__DATA ROWS__.
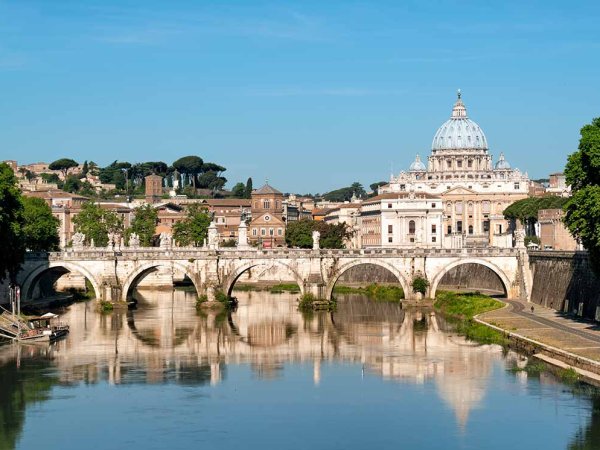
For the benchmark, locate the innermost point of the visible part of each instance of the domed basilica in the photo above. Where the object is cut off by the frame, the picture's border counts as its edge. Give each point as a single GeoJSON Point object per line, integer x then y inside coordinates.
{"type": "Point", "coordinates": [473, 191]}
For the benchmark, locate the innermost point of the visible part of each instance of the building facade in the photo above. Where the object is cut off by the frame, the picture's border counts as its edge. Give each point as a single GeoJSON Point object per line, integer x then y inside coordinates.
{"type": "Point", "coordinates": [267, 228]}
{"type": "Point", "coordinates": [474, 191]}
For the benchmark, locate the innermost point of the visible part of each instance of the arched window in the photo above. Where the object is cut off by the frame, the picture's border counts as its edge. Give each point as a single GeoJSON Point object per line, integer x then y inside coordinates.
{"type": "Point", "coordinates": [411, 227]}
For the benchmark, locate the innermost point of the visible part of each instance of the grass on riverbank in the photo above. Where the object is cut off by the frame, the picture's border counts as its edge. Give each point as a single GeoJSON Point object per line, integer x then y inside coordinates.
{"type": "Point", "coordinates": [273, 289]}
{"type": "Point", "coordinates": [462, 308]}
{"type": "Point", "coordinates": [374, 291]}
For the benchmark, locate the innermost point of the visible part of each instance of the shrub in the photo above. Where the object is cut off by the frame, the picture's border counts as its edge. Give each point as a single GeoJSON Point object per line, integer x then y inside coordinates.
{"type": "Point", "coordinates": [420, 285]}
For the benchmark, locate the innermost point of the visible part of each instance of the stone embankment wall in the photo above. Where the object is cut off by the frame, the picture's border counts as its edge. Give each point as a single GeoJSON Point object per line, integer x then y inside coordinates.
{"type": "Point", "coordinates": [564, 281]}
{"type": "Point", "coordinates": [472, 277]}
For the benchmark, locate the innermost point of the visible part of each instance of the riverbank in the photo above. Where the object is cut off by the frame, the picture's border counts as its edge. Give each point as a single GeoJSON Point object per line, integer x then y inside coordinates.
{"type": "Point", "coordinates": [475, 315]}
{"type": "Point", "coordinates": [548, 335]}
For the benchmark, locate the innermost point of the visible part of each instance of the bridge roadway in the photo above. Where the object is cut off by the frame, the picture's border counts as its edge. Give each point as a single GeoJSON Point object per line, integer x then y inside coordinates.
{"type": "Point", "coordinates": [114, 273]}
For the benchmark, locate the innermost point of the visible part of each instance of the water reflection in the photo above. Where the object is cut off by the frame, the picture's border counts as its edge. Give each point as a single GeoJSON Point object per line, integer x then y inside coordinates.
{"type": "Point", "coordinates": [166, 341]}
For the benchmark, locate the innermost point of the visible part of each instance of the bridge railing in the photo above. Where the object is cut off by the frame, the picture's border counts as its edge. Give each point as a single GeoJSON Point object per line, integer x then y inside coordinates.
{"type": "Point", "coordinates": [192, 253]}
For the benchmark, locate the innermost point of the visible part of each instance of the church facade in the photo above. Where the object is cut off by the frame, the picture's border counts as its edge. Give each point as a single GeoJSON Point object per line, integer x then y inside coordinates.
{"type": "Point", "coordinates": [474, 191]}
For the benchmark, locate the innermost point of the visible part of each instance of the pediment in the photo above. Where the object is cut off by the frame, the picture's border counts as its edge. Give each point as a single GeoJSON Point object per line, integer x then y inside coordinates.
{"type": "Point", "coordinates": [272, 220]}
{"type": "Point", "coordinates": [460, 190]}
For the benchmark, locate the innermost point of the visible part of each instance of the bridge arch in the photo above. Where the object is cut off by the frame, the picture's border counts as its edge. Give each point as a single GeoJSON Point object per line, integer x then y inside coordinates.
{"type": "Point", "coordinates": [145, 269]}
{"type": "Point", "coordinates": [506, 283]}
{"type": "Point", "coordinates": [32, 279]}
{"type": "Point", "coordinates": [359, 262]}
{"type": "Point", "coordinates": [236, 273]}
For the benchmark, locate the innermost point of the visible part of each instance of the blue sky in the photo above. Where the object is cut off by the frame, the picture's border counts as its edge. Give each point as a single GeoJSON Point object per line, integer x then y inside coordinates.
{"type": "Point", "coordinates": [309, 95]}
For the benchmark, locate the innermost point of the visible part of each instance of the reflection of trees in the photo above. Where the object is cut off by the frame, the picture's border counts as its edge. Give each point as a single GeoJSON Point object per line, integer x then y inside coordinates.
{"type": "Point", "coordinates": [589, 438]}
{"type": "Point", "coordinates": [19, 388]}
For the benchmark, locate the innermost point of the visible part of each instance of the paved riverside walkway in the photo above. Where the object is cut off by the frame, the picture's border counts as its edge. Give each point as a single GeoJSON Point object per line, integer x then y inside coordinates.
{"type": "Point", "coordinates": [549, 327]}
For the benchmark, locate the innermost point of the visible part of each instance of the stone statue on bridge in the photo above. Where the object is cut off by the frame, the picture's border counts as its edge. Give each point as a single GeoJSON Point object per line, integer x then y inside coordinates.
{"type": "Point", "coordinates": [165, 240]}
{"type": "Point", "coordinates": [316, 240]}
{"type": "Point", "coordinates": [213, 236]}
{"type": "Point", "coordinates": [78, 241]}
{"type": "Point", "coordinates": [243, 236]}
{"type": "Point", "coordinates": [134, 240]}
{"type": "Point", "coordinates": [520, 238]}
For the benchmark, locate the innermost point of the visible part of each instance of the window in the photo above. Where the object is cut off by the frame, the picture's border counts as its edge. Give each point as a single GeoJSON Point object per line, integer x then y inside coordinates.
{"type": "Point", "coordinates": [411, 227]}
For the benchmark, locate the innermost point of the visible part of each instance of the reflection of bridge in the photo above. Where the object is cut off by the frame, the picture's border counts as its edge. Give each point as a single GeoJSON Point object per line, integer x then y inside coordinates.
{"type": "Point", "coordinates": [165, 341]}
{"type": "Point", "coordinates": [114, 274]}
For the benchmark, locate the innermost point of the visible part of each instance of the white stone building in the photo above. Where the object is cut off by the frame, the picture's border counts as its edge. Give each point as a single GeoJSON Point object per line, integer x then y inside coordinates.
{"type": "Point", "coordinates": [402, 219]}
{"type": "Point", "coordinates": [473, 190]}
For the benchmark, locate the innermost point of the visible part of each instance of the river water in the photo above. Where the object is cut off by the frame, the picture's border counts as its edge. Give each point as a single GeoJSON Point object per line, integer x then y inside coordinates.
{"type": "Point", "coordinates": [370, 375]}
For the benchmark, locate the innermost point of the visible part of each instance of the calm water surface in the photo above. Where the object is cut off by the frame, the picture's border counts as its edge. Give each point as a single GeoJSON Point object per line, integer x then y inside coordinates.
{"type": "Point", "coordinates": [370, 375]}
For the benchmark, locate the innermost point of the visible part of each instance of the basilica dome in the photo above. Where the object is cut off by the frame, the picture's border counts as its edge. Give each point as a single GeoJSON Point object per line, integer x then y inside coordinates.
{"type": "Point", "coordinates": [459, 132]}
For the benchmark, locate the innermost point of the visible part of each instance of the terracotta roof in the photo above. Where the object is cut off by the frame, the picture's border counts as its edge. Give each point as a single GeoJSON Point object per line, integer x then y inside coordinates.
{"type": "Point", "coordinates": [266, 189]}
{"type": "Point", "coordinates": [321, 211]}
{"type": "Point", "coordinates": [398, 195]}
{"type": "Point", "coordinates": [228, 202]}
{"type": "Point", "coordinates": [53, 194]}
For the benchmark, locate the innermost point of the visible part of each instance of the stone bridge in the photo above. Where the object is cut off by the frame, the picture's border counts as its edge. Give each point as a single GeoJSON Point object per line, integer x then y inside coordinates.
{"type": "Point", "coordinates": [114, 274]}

* * *

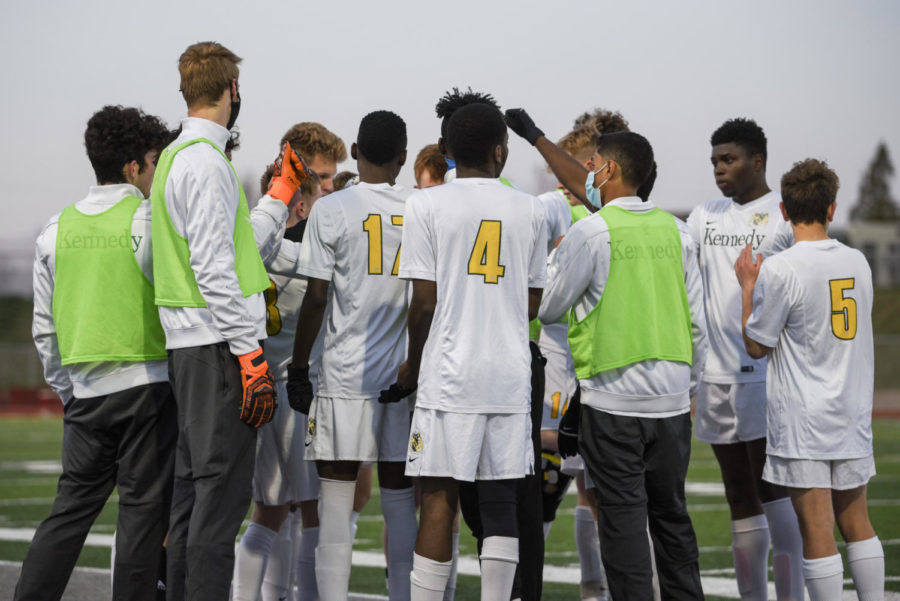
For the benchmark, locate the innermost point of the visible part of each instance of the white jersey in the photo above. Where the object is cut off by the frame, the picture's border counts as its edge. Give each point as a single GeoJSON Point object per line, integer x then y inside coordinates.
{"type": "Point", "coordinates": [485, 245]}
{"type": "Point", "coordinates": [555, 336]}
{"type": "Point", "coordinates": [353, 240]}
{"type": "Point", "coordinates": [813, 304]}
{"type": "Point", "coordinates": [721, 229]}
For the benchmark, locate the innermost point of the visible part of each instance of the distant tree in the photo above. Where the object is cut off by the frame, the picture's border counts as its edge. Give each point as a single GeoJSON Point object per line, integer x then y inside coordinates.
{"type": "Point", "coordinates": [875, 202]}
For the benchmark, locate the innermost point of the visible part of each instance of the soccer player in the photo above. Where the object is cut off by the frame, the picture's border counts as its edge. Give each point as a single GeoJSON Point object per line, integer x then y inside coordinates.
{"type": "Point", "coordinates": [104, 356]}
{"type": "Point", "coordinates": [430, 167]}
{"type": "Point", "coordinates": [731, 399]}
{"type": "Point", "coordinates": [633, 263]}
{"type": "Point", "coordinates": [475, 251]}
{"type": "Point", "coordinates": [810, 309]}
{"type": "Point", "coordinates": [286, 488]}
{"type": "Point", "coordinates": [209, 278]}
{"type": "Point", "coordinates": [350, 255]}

...

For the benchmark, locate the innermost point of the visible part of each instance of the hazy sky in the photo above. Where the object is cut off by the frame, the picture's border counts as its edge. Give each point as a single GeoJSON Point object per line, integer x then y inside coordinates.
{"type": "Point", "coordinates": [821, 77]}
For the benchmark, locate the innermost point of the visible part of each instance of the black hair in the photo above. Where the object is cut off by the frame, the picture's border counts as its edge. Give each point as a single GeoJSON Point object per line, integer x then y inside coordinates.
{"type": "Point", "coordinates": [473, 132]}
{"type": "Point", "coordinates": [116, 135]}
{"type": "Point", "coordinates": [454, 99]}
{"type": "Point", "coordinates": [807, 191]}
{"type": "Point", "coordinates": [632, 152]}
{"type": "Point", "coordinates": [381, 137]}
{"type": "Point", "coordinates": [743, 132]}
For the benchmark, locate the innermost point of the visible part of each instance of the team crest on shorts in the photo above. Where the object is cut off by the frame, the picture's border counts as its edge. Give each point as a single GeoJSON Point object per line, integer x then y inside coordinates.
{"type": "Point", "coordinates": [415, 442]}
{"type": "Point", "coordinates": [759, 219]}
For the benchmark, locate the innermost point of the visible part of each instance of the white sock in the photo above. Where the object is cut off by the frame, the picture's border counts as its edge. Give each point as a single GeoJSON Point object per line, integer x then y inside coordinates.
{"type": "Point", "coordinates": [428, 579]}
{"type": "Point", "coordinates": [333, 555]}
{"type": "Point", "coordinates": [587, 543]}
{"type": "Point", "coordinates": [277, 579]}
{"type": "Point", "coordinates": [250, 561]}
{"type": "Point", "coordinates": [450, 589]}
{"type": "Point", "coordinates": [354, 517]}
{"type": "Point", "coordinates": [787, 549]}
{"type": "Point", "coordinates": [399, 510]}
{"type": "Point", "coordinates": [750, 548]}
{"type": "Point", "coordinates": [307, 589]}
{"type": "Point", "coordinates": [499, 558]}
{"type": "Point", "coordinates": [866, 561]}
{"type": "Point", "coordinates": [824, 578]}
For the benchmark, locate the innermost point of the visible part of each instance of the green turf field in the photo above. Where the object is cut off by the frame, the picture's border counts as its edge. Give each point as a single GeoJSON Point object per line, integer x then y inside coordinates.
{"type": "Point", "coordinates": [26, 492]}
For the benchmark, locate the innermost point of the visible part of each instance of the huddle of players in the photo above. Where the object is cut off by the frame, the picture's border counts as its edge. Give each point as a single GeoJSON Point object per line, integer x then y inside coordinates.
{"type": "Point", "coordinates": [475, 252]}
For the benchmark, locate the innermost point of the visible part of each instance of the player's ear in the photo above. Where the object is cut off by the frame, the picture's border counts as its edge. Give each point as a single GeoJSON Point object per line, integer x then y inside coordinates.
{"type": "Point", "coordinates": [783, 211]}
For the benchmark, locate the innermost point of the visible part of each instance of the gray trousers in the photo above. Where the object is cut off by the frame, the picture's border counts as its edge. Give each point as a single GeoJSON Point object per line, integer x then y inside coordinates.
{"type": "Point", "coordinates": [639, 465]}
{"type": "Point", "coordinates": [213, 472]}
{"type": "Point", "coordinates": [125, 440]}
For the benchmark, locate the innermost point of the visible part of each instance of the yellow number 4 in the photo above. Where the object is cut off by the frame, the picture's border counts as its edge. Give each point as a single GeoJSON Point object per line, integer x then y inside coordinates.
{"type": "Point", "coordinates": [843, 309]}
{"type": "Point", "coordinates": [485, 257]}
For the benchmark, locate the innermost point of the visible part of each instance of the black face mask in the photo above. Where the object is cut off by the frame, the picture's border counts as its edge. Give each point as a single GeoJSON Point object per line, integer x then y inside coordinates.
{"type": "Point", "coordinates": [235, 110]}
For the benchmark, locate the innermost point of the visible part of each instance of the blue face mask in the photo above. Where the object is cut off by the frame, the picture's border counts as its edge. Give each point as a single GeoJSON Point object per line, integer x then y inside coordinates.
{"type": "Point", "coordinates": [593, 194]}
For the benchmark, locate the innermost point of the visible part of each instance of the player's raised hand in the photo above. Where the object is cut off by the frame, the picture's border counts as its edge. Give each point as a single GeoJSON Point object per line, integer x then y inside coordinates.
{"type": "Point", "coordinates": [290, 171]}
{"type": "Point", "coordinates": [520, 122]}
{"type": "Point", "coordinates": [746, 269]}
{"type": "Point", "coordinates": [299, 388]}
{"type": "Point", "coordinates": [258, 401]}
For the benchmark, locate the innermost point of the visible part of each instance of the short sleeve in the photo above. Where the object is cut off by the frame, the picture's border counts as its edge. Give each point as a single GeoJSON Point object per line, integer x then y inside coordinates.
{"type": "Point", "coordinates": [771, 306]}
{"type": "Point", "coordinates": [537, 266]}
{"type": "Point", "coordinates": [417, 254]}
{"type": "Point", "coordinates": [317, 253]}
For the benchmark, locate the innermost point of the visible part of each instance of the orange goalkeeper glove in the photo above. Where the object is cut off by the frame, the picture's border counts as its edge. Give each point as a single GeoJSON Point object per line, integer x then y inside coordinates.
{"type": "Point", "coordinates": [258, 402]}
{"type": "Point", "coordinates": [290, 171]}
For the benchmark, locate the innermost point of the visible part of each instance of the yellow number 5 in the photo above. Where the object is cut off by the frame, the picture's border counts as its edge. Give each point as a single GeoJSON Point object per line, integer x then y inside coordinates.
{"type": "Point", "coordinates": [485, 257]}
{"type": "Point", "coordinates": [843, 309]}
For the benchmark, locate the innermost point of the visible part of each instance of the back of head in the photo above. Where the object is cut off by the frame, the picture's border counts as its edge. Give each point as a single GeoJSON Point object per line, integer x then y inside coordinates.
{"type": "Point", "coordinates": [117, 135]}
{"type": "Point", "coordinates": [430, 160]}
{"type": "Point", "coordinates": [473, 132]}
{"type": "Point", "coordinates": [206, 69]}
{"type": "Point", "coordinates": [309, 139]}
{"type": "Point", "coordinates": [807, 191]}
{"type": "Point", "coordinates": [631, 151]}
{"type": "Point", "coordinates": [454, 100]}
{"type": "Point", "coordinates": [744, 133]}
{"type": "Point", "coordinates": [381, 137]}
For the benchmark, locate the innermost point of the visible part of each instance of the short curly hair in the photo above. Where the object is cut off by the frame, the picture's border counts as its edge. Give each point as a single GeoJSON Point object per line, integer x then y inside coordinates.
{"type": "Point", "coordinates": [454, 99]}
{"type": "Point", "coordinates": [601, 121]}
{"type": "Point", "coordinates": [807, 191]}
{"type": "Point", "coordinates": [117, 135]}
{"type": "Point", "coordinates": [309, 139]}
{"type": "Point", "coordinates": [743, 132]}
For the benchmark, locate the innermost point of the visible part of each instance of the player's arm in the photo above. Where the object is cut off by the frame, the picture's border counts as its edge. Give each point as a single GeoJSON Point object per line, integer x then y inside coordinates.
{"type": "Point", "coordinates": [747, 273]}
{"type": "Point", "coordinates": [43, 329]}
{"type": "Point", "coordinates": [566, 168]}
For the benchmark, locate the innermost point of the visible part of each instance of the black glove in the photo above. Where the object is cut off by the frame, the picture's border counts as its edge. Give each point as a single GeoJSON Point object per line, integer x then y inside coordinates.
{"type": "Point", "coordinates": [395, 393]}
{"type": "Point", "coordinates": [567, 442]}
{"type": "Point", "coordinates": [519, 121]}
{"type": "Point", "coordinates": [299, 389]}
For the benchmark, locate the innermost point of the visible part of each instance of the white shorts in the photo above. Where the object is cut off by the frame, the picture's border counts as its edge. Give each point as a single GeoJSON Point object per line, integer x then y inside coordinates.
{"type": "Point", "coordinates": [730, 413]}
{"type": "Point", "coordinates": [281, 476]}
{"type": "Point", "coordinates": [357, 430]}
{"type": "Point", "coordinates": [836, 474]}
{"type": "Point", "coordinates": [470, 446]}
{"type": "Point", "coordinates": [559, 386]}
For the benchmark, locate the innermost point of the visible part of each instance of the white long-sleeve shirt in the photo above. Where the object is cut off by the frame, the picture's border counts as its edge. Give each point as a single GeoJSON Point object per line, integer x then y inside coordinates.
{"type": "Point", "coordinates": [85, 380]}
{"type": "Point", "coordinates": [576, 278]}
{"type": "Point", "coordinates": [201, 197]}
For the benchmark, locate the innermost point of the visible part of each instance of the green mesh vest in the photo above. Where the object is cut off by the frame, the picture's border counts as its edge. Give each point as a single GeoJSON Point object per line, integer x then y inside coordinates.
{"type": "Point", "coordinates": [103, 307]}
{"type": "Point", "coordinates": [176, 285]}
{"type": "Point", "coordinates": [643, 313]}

__SHORT EXERCISE__. Identify each line in the entries above that contains the string "shorts", and copy every such line in full.

__EXERCISE RESULT__.
For the benchmark, locate the innermost point of the visible part of each instance of the team crest on shorts in the photo above. Where the object is cut off by the frame, the picture's border counts as its edge. Give each point as a single GeoJSON Point object per line, integer x then y inside coordinates.
For the benchmark, locate the innermost point of the visible part of each instance of the white shorts in the photo above. Where the object is cut off by the frame, the picture's border counts as its edge. Give each point as a single GeoJSON Point object per line, integer x then y inside coordinates.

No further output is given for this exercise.